[Opening Records supplied section]

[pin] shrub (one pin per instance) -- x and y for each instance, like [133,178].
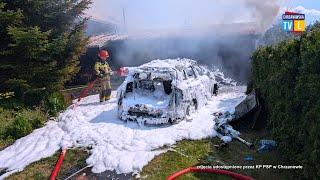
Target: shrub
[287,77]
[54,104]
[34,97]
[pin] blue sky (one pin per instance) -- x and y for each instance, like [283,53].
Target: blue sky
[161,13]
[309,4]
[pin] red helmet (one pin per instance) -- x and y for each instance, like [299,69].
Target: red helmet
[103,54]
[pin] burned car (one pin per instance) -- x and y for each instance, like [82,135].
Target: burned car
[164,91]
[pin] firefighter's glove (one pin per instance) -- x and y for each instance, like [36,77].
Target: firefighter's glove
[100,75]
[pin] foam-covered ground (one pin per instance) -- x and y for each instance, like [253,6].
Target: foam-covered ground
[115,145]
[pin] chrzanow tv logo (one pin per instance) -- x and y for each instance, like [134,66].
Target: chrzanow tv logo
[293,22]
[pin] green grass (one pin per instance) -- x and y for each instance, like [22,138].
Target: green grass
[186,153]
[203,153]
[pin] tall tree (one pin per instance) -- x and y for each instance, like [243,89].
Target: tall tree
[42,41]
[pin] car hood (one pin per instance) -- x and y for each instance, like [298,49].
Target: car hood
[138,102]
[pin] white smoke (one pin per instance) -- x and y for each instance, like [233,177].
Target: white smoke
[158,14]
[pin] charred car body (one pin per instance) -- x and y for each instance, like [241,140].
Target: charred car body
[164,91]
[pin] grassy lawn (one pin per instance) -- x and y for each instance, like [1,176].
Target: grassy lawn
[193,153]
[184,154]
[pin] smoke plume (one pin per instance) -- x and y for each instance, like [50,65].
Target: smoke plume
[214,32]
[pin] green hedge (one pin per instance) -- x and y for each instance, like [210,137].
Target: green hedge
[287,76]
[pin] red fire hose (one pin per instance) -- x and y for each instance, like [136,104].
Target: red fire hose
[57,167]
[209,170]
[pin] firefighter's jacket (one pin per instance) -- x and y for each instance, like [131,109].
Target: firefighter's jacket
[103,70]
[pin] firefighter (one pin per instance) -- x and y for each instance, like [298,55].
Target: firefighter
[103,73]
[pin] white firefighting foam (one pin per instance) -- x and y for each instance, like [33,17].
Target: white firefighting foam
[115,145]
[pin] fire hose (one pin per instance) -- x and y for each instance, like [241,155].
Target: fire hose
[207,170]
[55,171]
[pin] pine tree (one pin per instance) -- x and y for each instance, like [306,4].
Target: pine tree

[Closing Records supplied section]
[Opening Records supplied section]

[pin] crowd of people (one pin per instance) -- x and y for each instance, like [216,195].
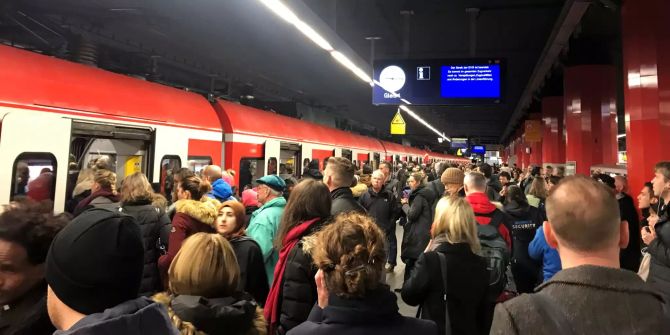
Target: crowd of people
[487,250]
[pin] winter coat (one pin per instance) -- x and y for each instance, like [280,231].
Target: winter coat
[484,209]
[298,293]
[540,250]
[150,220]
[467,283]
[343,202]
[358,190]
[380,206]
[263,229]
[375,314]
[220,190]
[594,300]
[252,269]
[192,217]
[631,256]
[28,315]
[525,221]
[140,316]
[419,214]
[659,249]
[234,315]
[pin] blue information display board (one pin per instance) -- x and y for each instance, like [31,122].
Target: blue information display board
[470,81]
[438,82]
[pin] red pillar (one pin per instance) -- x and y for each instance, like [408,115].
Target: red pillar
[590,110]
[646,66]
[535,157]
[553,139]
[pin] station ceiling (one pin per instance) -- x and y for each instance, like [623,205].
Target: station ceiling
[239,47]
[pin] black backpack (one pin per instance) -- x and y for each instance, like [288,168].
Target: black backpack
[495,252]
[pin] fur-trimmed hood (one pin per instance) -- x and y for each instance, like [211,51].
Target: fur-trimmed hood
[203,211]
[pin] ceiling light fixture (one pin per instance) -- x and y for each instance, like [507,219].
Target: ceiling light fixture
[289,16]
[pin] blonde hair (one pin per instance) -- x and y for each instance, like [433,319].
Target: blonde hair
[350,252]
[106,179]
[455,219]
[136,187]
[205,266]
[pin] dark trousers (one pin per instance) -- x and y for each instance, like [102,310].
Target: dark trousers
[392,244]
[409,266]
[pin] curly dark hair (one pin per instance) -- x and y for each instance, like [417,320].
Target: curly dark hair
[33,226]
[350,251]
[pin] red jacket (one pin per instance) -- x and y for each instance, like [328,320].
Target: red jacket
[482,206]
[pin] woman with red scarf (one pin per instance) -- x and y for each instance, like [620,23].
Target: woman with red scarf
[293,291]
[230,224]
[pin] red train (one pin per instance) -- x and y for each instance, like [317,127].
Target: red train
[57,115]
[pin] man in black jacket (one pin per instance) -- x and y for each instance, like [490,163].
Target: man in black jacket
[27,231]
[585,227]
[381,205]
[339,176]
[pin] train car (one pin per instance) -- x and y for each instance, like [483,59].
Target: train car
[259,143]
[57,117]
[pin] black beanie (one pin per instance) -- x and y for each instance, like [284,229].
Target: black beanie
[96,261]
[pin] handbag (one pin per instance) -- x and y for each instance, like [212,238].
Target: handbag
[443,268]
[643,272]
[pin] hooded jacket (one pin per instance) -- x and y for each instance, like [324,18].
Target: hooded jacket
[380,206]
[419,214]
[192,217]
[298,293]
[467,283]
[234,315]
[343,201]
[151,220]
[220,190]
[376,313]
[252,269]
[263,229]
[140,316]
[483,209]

[Closing Records supplied section]

Work request -> Of all the lines in the data, count those that contain "pine" and give that figure with nothing else.

Exercise solution -> 2